▶ [DATA SUPPLIED]
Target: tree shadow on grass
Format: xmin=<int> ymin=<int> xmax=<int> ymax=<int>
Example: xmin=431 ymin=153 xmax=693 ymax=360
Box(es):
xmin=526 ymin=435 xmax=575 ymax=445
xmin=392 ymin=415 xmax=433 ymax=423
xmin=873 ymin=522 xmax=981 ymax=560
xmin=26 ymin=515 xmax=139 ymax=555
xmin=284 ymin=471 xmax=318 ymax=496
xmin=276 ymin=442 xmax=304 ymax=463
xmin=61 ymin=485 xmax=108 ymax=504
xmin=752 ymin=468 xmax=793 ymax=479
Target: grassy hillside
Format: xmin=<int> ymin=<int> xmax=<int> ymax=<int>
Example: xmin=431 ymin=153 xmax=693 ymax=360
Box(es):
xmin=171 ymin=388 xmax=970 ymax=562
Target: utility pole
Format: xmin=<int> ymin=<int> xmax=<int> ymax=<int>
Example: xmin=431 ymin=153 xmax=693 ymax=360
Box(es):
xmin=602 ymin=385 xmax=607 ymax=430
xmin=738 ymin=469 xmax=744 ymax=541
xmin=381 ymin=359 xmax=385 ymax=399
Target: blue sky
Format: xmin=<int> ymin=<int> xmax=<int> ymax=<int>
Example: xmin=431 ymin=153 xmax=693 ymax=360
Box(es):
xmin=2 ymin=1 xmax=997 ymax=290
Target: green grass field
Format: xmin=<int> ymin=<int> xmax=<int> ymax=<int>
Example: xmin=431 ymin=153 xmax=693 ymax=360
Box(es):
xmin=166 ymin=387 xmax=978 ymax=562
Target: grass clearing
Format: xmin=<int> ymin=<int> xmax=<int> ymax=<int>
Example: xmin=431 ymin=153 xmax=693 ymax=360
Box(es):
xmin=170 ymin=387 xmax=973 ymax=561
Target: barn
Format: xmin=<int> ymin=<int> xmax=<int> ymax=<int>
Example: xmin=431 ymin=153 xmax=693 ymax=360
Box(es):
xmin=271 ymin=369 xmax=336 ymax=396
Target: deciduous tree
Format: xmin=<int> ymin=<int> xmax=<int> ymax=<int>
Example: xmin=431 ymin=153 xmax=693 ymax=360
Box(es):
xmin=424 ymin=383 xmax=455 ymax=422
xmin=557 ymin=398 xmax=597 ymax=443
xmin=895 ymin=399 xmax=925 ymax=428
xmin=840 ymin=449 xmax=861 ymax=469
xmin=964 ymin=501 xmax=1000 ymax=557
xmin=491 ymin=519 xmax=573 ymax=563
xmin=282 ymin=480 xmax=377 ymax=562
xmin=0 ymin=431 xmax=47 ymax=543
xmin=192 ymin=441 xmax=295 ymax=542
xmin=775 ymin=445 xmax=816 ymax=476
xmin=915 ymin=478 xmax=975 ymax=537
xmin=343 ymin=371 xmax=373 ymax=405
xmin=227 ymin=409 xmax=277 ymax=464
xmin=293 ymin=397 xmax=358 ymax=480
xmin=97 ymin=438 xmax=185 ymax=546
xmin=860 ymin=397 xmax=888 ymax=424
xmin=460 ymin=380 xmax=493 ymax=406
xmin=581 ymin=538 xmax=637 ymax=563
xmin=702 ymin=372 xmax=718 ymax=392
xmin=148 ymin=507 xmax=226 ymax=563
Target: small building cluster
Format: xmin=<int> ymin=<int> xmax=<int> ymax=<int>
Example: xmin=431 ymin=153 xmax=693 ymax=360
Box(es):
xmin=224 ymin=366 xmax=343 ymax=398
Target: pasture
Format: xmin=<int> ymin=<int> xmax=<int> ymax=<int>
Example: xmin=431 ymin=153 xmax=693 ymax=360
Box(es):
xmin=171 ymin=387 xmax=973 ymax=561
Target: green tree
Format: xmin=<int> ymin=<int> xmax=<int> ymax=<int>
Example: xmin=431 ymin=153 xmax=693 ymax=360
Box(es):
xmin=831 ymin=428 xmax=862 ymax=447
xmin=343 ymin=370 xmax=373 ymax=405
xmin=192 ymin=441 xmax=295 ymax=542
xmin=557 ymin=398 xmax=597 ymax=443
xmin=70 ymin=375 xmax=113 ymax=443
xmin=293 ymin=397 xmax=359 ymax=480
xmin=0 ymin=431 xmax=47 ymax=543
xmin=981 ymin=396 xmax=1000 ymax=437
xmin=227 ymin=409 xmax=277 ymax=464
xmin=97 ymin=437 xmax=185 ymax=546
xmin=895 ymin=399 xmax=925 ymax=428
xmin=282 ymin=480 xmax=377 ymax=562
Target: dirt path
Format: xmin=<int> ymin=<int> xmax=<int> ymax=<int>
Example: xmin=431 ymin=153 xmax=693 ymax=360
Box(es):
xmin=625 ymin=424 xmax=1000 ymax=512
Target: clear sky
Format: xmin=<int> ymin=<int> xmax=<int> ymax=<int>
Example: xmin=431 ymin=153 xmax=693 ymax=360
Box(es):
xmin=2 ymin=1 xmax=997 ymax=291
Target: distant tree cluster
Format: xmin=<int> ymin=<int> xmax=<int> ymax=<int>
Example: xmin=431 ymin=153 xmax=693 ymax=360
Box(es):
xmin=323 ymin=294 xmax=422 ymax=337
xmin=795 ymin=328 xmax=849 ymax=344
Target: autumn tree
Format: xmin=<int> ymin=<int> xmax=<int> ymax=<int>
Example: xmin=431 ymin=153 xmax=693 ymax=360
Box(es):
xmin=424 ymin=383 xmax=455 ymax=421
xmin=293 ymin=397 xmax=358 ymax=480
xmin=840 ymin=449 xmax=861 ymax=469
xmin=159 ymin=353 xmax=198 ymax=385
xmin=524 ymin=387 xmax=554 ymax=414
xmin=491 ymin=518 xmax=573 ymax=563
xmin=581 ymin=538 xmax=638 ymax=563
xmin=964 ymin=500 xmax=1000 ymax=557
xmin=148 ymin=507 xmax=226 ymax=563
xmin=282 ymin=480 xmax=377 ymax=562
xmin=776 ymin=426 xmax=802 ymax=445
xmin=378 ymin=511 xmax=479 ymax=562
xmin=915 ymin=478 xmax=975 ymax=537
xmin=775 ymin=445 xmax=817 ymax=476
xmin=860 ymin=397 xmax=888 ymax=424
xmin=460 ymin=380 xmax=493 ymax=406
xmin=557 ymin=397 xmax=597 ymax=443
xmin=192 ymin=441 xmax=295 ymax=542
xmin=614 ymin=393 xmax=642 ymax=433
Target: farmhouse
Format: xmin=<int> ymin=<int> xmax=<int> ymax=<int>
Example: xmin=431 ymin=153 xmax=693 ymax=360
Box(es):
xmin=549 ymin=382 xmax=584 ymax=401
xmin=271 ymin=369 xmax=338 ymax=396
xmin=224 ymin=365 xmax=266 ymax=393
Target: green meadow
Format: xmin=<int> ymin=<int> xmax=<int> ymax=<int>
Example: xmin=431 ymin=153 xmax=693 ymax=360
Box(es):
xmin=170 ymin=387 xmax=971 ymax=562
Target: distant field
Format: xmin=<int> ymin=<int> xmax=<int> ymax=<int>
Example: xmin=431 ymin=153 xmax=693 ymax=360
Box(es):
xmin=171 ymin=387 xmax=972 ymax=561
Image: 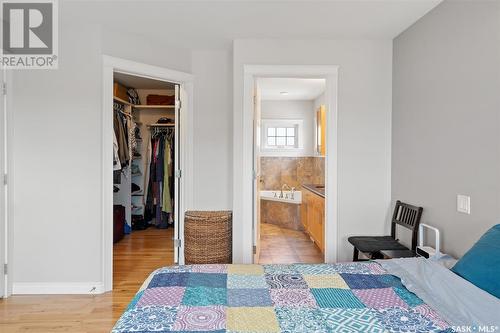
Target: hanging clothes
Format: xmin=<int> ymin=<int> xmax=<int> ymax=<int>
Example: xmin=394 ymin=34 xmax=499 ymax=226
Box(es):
xmin=129 ymin=121 xmax=137 ymax=159
xmin=155 ymin=136 xmax=166 ymax=227
xmin=113 ymin=102 xmax=130 ymax=167
xmin=162 ymin=139 xmax=172 ymax=213
xmin=144 ymin=124 xmax=175 ymax=228
xmin=143 ymin=131 xmax=152 ymax=199
xmin=113 ymin=130 xmax=121 ymax=171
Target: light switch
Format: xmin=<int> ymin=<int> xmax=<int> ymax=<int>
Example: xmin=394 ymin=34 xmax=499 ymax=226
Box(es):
xmin=457 ymin=195 xmax=470 ymax=214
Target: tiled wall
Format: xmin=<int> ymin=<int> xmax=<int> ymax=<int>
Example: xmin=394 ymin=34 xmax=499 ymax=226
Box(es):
xmin=260 ymin=157 xmax=325 ymax=190
xmin=261 ymin=200 xmax=303 ymax=231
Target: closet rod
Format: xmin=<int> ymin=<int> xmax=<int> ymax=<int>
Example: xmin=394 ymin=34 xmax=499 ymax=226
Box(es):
xmin=116 ymin=109 xmax=132 ymax=118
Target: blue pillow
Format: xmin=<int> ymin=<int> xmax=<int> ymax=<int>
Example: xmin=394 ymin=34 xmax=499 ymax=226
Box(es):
xmin=452 ymin=224 xmax=500 ymax=298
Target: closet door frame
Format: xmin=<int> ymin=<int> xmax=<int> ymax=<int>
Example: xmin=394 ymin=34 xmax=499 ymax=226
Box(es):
xmin=174 ymin=84 xmax=180 ymax=262
xmin=101 ymin=56 xmax=194 ymax=292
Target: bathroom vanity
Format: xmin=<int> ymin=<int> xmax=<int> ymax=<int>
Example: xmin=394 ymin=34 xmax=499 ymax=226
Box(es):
xmin=302 ymin=184 xmax=325 ymax=253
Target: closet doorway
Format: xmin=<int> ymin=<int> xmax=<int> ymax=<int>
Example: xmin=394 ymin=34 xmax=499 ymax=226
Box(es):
xmin=102 ymin=56 xmax=194 ymax=292
xmin=113 ymin=73 xmax=179 ymax=290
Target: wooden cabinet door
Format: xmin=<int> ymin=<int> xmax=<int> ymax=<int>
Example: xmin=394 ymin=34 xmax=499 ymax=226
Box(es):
xmin=308 ymin=195 xmax=324 ymax=253
xmin=301 ymin=191 xmax=309 ymax=231
xmin=317 ymin=198 xmax=325 ymax=252
xmin=302 ymin=190 xmax=325 ymax=253
xmin=307 ymin=193 xmax=315 ymax=236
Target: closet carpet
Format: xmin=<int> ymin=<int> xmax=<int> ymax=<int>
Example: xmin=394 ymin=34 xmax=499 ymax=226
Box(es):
xmin=0 ymin=227 xmax=174 ymax=332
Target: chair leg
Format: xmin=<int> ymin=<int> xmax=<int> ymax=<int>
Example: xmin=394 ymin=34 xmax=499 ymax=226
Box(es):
xmin=353 ymin=248 xmax=359 ymax=262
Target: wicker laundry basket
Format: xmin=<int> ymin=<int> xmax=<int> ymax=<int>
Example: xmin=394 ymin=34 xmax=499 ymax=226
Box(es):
xmin=184 ymin=211 xmax=232 ymax=264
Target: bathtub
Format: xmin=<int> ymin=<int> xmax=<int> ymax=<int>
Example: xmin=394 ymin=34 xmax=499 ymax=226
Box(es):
xmin=260 ymin=190 xmax=302 ymax=204
xmin=260 ymin=190 xmax=303 ymax=231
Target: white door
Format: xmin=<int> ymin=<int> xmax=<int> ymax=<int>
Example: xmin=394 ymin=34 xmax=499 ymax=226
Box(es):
xmin=174 ymin=84 xmax=180 ymax=263
xmin=174 ymin=84 xmax=186 ymax=264
xmin=0 ymin=70 xmax=6 ymax=297
xmin=253 ymin=79 xmax=262 ymax=263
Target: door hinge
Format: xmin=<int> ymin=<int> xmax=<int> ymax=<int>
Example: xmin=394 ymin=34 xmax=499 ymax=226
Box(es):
xmin=175 ymin=170 xmax=182 ymax=178
xmin=175 ymin=99 xmax=181 ymax=109
xmin=3 ymin=173 xmax=6 ymax=185
xmin=2 ymin=82 xmax=6 ymax=96
xmin=174 ymin=239 xmax=182 ymax=248
xmin=253 ymin=245 xmax=257 ymax=254
xmin=3 ymin=264 xmax=7 ymax=275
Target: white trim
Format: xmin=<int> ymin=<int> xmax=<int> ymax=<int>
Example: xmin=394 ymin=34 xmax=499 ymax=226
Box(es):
xmin=103 ymin=56 xmax=193 ymax=84
xmin=101 ymin=55 xmax=194 ymax=292
xmin=245 ymin=65 xmax=339 ymax=76
xmin=4 ymin=70 xmax=13 ymax=297
xmin=13 ymin=282 xmax=104 ymax=295
xmin=235 ymin=65 xmax=339 ymax=264
xmin=0 ymin=69 xmax=6 ymax=298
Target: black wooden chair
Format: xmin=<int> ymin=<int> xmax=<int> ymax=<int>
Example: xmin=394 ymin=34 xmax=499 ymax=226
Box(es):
xmin=348 ymin=200 xmax=423 ymax=261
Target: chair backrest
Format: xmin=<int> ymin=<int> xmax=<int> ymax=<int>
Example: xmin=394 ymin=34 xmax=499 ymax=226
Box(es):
xmin=390 ymin=200 xmax=423 ymax=251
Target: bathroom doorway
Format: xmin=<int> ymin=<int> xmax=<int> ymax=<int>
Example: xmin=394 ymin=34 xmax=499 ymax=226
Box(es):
xmin=254 ymin=77 xmax=328 ymax=264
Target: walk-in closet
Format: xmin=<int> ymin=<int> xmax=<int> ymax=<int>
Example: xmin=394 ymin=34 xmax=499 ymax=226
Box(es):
xmin=112 ymin=72 xmax=180 ymax=276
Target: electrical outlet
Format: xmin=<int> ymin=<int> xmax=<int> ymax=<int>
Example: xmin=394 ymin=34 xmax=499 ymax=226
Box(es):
xmin=457 ymin=195 xmax=470 ymax=214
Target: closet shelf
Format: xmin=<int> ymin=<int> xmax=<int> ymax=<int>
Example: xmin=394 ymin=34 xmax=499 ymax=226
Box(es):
xmin=147 ymin=123 xmax=175 ymax=127
xmin=133 ymin=105 xmax=175 ymax=110
xmin=113 ymin=96 xmax=174 ymax=109
xmin=113 ymin=96 xmax=132 ymax=105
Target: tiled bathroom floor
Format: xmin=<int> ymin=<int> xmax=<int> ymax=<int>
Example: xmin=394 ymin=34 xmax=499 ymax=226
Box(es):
xmin=258 ymin=223 xmax=324 ymax=264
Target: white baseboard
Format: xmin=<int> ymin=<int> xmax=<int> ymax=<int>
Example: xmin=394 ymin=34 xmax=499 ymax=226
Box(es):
xmin=12 ymin=282 xmax=105 ymax=295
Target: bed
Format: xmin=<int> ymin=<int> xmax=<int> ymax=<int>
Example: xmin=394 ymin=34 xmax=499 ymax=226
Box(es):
xmin=111 ymin=257 xmax=500 ymax=333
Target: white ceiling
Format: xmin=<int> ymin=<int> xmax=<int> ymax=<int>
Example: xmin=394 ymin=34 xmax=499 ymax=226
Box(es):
xmin=260 ymin=78 xmax=325 ymax=101
xmin=114 ymin=72 xmax=175 ymax=89
xmin=62 ymin=0 xmax=442 ymax=49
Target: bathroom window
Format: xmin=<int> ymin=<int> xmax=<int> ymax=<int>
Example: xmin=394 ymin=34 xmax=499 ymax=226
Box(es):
xmin=266 ymin=126 xmax=296 ymax=147
xmin=262 ymin=119 xmax=302 ymax=151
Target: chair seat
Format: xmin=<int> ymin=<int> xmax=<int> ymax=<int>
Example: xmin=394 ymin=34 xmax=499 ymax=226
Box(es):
xmin=348 ymin=236 xmax=408 ymax=253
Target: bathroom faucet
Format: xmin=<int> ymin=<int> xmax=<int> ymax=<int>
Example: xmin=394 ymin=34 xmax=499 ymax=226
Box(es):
xmin=280 ymin=184 xmax=292 ymax=199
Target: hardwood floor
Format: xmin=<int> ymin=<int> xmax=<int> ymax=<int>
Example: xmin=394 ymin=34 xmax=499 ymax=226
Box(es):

▶ [TASK TO COMPLETE] Lines of the material that contain the word "chair" are to be gathered.

▶ [FINISHED EXERCISE]
Target: chair leg
Target: black wooden chair
Target: chair backrest
Target: chair seat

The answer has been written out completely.